• **Work instructions**:
In the material below, return the lines starting at the one that contains "Query: ocean" and ending at the one that contains "M339 436L753 453L778" as a JSON list of strings, one string per line and both end lines included. Leave out any blank lines.

• **Records for processing**:

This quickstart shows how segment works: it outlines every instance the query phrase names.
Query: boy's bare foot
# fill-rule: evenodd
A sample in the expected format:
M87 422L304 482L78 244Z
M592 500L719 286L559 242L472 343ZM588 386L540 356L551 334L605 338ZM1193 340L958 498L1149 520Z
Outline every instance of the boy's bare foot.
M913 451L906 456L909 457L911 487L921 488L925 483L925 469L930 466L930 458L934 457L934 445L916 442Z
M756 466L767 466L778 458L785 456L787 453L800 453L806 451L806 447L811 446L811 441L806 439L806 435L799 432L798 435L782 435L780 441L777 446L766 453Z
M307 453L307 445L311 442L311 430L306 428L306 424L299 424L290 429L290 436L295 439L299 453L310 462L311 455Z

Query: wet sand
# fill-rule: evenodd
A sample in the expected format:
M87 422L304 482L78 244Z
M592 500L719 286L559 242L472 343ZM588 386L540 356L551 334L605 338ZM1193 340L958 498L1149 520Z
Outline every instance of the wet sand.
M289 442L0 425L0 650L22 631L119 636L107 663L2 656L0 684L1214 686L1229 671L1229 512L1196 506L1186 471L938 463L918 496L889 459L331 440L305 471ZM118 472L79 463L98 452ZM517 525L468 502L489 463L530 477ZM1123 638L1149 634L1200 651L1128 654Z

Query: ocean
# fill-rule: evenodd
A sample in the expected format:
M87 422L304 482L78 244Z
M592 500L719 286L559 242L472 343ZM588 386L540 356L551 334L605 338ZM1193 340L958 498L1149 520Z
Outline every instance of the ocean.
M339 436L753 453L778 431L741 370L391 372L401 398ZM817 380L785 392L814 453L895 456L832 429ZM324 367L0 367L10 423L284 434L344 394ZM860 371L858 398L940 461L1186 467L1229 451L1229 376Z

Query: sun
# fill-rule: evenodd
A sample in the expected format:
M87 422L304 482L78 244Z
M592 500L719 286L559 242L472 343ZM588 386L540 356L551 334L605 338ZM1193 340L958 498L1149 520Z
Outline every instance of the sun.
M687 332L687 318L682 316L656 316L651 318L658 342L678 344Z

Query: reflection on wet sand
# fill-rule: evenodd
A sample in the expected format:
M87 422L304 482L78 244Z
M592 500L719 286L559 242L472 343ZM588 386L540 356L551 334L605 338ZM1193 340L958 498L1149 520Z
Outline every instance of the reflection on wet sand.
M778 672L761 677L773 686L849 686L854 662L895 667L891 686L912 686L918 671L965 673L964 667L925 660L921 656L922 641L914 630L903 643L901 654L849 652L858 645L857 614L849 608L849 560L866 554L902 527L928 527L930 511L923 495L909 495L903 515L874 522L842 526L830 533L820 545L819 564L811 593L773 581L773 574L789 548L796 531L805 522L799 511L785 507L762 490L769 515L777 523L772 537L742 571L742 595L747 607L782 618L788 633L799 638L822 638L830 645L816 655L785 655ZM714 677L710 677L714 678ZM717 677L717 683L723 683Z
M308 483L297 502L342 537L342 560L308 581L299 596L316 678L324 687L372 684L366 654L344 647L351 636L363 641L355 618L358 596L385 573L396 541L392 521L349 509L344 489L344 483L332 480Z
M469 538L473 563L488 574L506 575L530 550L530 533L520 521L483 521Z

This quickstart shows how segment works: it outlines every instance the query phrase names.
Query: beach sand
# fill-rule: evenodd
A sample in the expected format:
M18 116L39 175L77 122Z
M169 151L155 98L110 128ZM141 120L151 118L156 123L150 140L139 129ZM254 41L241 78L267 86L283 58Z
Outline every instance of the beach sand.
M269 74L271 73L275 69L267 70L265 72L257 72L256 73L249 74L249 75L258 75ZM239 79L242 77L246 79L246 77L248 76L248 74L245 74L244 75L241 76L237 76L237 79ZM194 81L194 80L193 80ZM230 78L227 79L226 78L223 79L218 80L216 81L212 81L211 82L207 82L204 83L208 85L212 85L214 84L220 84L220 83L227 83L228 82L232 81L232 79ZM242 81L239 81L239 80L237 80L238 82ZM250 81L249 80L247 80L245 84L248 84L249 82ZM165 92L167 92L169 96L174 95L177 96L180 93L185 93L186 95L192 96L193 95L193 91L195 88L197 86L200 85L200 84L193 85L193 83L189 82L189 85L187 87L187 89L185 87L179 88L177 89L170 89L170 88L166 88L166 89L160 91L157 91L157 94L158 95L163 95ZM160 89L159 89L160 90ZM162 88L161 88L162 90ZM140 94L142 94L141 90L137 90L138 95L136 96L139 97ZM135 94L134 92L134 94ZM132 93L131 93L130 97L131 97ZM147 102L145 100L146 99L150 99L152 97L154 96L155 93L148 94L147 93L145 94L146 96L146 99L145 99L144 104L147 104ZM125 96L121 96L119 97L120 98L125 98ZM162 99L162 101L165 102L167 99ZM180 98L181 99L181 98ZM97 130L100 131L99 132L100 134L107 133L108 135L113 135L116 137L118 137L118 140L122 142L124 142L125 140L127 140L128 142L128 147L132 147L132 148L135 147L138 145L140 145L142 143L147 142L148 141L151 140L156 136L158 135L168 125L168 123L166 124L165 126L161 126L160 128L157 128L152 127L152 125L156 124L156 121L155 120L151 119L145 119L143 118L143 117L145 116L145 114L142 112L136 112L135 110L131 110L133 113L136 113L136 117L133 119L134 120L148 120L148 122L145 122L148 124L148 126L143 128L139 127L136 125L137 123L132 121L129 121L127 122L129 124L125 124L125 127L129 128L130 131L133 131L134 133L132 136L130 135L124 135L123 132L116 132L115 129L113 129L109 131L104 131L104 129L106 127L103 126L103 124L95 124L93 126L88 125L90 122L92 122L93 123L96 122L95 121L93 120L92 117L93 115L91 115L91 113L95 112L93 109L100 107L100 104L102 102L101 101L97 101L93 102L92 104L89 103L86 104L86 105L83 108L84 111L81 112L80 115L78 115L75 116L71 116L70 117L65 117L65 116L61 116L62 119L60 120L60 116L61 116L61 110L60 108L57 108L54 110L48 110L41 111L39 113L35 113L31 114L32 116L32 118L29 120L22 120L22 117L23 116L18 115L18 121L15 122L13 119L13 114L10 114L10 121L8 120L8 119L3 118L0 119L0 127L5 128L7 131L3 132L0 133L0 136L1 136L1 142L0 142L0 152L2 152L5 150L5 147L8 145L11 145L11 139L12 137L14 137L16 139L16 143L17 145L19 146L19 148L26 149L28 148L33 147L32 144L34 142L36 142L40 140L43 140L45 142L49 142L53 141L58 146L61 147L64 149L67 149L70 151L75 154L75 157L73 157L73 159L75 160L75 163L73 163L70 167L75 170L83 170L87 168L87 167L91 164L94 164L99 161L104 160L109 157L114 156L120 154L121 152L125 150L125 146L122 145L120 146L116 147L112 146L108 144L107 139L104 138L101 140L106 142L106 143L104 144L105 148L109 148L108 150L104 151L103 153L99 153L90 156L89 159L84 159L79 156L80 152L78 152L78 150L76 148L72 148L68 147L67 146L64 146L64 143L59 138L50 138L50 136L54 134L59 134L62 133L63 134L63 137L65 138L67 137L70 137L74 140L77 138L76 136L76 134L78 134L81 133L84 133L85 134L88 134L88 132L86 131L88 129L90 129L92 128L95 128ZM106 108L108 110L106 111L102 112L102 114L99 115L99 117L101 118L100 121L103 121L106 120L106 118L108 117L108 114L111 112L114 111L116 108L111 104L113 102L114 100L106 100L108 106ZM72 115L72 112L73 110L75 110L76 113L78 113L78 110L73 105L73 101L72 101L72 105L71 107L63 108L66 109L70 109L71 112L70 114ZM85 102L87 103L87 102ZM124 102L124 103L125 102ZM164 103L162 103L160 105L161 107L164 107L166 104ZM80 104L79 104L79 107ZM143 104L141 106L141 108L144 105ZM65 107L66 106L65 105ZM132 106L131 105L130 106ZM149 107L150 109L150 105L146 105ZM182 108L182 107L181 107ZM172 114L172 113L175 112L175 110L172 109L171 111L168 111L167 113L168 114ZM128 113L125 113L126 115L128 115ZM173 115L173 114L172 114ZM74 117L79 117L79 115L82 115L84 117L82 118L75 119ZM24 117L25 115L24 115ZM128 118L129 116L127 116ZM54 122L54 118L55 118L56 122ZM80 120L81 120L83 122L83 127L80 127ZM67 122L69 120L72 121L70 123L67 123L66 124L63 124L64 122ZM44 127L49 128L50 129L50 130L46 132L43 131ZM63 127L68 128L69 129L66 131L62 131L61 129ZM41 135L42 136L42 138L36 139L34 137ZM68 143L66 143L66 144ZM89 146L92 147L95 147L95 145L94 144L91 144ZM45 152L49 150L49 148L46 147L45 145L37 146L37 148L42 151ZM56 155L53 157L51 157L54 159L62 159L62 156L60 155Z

==

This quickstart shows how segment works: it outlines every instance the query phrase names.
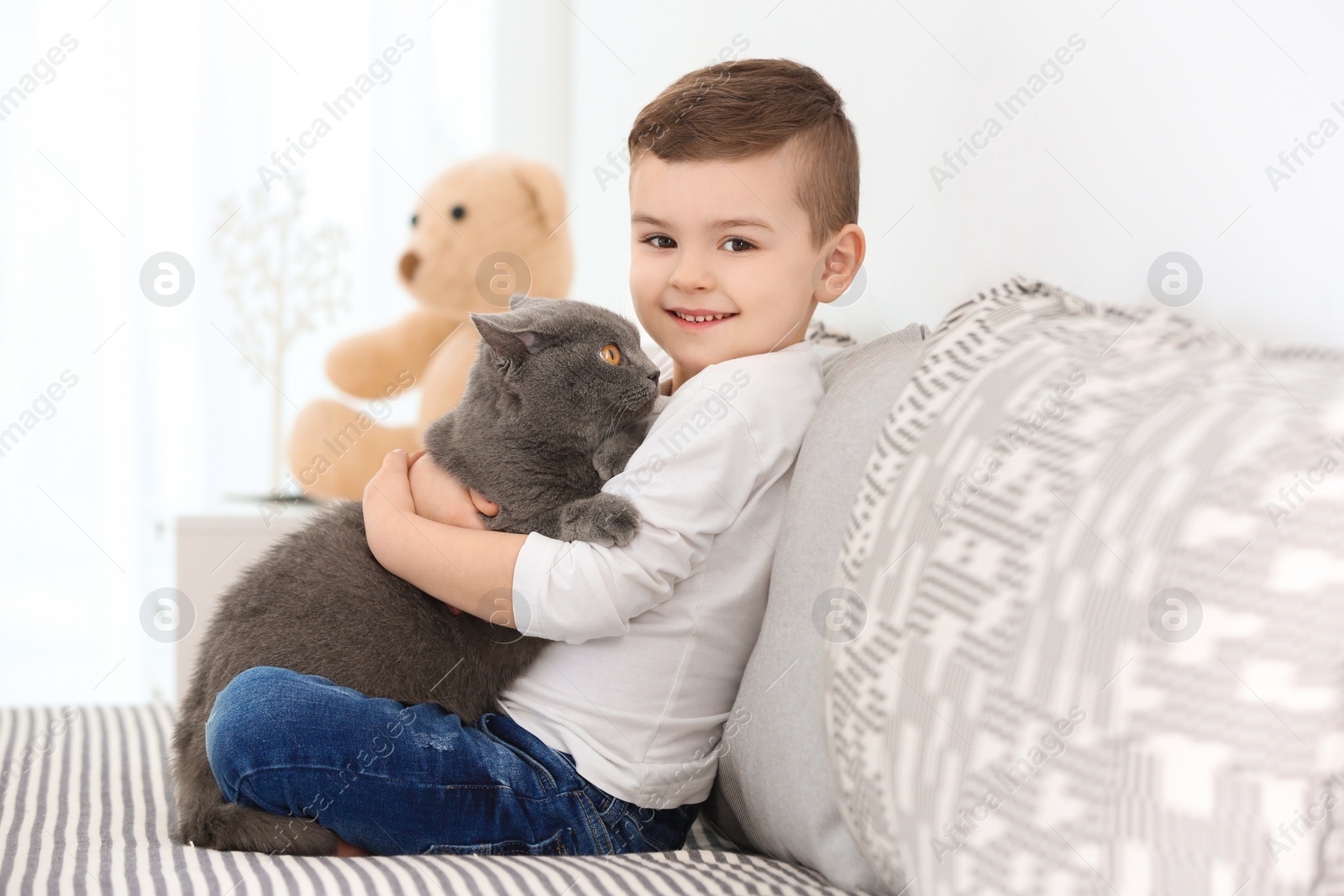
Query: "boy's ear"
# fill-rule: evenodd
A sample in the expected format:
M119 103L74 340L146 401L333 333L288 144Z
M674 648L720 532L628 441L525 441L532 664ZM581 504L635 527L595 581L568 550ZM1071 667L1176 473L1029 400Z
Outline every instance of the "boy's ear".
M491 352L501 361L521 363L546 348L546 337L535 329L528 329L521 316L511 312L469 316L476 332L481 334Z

--

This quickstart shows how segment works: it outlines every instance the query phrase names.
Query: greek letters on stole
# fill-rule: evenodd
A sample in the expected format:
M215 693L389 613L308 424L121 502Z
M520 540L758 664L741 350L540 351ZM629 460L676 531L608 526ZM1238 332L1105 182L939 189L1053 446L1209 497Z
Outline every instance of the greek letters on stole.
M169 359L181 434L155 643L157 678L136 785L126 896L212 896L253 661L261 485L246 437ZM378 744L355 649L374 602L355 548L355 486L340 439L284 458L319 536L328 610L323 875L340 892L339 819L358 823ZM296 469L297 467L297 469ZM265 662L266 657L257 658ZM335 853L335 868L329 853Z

• **Solution to this exercise**:
[
  "Query: ocean",
  "# fill-rule: evenodd",
  "A sample in the expected format:",
  "M87 422L304 482L78 244Z",
  "M592 500L719 286L559 242L472 343ZM588 386L540 356L551 334L605 338ZM1193 340L958 498L1149 520Z",
  "Outline every instance of the ocean.",
  "M339 436L753 453L778 431L741 370L391 372L401 398ZM817 380L785 392L814 453L895 456L832 429ZM324 367L0 367L10 423L284 434L344 394ZM860 371L858 398L940 461L1186 467L1229 451L1229 376Z"
]